*TASK INSTRUCTIONS:*
In full and without alteration, write out the data below.

*RECORDS SUPPLIED:*
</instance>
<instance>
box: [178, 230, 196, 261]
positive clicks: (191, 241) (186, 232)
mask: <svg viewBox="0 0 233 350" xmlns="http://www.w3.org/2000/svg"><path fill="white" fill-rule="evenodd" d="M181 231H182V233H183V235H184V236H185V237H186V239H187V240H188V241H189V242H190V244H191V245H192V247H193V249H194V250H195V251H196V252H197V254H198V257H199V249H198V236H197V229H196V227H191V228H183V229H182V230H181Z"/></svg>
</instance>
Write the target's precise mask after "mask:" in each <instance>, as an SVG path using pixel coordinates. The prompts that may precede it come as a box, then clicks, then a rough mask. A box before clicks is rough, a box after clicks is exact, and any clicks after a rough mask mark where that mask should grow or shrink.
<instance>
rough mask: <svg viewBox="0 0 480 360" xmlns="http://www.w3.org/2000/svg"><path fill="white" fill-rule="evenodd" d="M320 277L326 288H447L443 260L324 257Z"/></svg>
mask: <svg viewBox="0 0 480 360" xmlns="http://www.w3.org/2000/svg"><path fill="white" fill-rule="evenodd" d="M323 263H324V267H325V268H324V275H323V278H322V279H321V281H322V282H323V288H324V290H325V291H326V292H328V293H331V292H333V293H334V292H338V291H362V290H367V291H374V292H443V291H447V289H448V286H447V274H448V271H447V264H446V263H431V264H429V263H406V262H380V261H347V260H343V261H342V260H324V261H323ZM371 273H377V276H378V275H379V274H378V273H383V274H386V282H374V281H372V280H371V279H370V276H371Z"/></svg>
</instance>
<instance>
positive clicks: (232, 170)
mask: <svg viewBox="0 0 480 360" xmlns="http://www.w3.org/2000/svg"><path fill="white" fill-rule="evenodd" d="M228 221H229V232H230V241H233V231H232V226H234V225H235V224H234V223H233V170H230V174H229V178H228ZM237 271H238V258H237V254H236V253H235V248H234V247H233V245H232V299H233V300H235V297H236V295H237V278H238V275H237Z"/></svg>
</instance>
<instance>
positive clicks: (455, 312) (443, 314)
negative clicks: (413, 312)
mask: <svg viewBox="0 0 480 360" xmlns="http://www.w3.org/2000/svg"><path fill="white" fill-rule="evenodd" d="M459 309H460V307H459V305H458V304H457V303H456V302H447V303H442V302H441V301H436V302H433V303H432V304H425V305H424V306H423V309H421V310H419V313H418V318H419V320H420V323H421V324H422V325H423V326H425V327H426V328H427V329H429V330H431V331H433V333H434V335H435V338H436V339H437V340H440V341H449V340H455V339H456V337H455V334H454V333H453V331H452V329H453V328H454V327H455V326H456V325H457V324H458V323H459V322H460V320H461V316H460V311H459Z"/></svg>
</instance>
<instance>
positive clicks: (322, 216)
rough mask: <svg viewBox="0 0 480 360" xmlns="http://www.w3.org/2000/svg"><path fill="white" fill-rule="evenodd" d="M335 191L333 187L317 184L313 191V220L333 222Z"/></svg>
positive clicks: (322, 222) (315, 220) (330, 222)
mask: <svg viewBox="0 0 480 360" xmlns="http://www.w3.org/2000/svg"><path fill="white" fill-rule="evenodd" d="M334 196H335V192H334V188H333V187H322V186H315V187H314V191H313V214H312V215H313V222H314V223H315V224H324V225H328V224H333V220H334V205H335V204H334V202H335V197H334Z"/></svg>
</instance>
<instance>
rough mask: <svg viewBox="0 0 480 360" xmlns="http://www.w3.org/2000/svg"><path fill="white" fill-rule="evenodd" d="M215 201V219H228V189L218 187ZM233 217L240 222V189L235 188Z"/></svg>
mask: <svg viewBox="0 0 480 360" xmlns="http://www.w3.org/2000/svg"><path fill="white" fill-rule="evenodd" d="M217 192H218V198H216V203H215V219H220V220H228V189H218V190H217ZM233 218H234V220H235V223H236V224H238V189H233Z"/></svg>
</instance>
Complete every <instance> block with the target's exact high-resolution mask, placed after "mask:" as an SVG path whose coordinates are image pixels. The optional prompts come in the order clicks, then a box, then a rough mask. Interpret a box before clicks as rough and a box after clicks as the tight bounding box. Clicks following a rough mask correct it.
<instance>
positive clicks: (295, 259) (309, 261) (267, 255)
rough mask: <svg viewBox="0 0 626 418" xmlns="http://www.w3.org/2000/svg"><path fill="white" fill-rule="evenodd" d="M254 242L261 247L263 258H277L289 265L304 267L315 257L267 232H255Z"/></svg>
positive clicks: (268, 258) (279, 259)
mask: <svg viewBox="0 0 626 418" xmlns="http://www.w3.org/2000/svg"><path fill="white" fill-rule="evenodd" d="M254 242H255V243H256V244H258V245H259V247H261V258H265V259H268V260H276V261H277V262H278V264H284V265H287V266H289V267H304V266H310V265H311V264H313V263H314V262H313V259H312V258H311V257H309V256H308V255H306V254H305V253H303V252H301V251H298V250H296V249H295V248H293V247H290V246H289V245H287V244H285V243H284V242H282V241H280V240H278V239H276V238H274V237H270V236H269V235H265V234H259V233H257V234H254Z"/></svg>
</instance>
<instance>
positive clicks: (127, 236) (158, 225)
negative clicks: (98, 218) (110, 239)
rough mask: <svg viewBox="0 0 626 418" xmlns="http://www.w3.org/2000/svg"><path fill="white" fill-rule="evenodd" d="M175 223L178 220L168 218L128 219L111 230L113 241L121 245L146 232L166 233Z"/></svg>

*RESPONSE BELOW:*
</instance>
<instance>
box: [178, 230, 196, 261]
positive clicks: (191, 241) (186, 232)
mask: <svg viewBox="0 0 233 350" xmlns="http://www.w3.org/2000/svg"><path fill="white" fill-rule="evenodd" d="M181 231H182V233H183V235H184V236H185V237H186V239H187V240H188V241H189V242H190V244H191V245H192V247H193V249H194V250H195V251H196V252H197V254H198V257H199V249H198V236H197V229H196V227H191V228H183V229H182V230H181Z"/></svg>
</instance>
Write the target's precise mask after "mask:" in each <instance>, as an SVG path using pixel coordinates. The prompts that may precede it come as a box, then clicks, then a rough mask. A box before clicks is rough, a box after clicks is exact, and any clicks after a rough mask mark where that mask should grow or shrink.
<instance>
rough mask: <svg viewBox="0 0 480 360" xmlns="http://www.w3.org/2000/svg"><path fill="white" fill-rule="evenodd" d="M320 277L326 288H447L443 260L324 257Z"/></svg>
mask: <svg viewBox="0 0 480 360" xmlns="http://www.w3.org/2000/svg"><path fill="white" fill-rule="evenodd" d="M323 263H324V267H325V268H324V275H323V278H322V279H321V281H322V282H323V288H324V290H325V291H326V292H328V293H331V292H333V293H334V292H338V291H362V290H367V291H374V292H443V291H447V289H448V286H447V274H448V271H447V264H446V263H431V264H429V263H406V262H380V261H347V260H343V261H342V260H324V261H323ZM371 273H377V276H378V275H379V274H378V273H383V274H386V282H374V281H372V280H371V279H370V276H371Z"/></svg>
</instance>
<instance>
positive clicks: (232, 170)
mask: <svg viewBox="0 0 480 360" xmlns="http://www.w3.org/2000/svg"><path fill="white" fill-rule="evenodd" d="M228 221H229V232H230V241H233V231H232V226H234V225H235V224H234V223H233V170H230V174H229V178H228ZM237 271H238V258H237V254H236V253H235V248H234V247H233V245H232V299H233V300H235V297H236V295H237V278H238V275H237Z"/></svg>
</instance>
<instance>
positive clicks: (455, 312) (443, 314)
negative clicks: (413, 312)
mask: <svg viewBox="0 0 480 360" xmlns="http://www.w3.org/2000/svg"><path fill="white" fill-rule="evenodd" d="M459 309H460V307H459V305H458V304H457V303H456V302H447V303H442V302H441V301H436V302H433V303H432V304H425V305H424V306H423V309H421V310H419V313H418V318H419V320H420V323H421V324H422V325H423V326H425V327H426V328H427V329H429V330H431V331H433V333H434V335H435V338H436V339H437V340H440V341H449V340H455V339H456V337H455V334H454V333H453V331H452V329H453V328H454V327H455V326H456V325H457V324H458V323H459V322H460V320H461V316H460V311H459Z"/></svg>
</instance>
<instance>
positive clicks: (322, 216)
rough mask: <svg viewBox="0 0 480 360" xmlns="http://www.w3.org/2000/svg"><path fill="white" fill-rule="evenodd" d="M335 191L333 187L317 184L313 191V220L333 222Z"/></svg>
positive clicks: (322, 222) (315, 220) (330, 222)
mask: <svg viewBox="0 0 480 360" xmlns="http://www.w3.org/2000/svg"><path fill="white" fill-rule="evenodd" d="M334 196H335V192H334V188H333V187H322V186H315V187H314V191H313V214H312V215H313V222H314V223H315V224H324V225H328V224H333V220H334V205H335V204H334V202H335V197H334Z"/></svg>
</instance>
<instance>
rough mask: <svg viewBox="0 0 480 360" xmlns="http://www.w3.org/2000/svg"><path fill="white" fill-rule="evenodd" d="M215 201V219H228V189L218 187ZM233 217L240 222V189L235 188Z"/></svg>
mask: <svg viewBox="0 0 480 360" xmlns="http://www.w3.org/2000/svg"><path fill="white" fill-rule="evenodd" d="M217 192H218V198H216V203H215V219H220V220H228V189H218V190H217ZM233 218H234V220H235V223H236V224H238V189H233Z"/></svg>
</instance>
Complete every <instance> block with the target's exact high-resolution mask, placed after "mask:" as an SVG path whose coordinates are image pixels. The optional prompts come in the order clicks, then a box, then a rough mask. Interpret a box before clicks as rough and a box after clicks as the tight bounding box. Clicks following a rough mask correct it.
<instance>
positive clicks: (295, 259) (309, 261) (267, 255)
rough mask: <svg viewBox="0 0 626 418" xmlns="http://www.w3.org/2000/svg"><path fill="white" fill-rule="evenodd" d="M254 242L261 247L263 258H277L289 265L304 267L315 257L267 232H255Z"/></svg>
positive clicks: (268, 258) (279, 259)
mask: <svg viewBox="0 0 626 418" xmlns="http://www.w3.org/2000/svg"><path fill="white" fill-rule="evenodd" d="M254 242H255V243H256V244H258V245H259V247H261V258H265V259H268V260H276V261H277V262H278V264H284V265H287V266H289V267H304V266H310V265H311V264H313V263H314V262H313V259H312V258H311V257H309V256H308V255H306V254H305V253H303V252H301V251H298V250H296V249H295V248H293V247H290V246H289V245H287V244H285V243H284V242H282V241H280V240H278V239H276V238H274V237H270V236H269V235H265V234H259V233H257V234H254Z"/></svg>
</instance>
<instance>
positive clicks: (127, 236) (158, 225)
negative clicks: (98, 218) (110, 239)
rough mask: <svg viewBox="0 0 626 418" xmlns="http://www.w3.org/2000/svg"><path fill="white" fill-rule="evenodd" d="M175 223L178 220L168 218L128 219L111 230L113 241L121 245L146 232L166 233Z"/></svg>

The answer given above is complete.